[What is expected] Convert the rows below into a JSON list of strings, with one string per line and blank lines omitted. Leave the pictures out of the answer.

[The records]
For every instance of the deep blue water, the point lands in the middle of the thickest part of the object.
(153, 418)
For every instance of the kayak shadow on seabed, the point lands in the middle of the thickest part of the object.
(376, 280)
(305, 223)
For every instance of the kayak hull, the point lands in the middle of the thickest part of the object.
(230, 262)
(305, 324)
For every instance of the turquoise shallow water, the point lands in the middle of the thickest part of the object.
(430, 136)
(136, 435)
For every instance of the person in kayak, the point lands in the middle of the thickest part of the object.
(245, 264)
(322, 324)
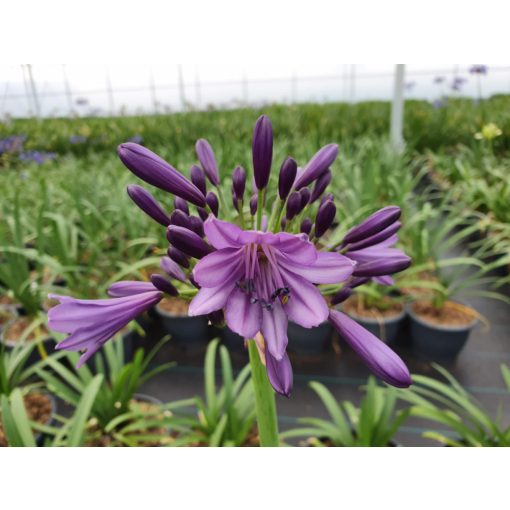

[Correct answer]
[
  "For every instance of the deep blue water, the point lands in the middle of the thickest part of the object.",
  "(153, 418)",
  "For every instance of the kayak shadow on seabed, the point lands in the middle of the thickest part of the object.",
  "(376, 280)",
  "(305, 223)",
  "For every instance of the kayak hull, the point lands in the middle of the thickest part of the object.",
  "(230, 262)",
  "(305, 324)",
  "For every instance of the turquoise shallow water, the point lands in the middle of the thickest part of the object.",
  "(430, 136)",
  "(136, 435)",
  "For every instance of the person in kayak, the point lands in the middle of the thickest part of the object.",
  "(245, 264)",
  "(322, 324)"
]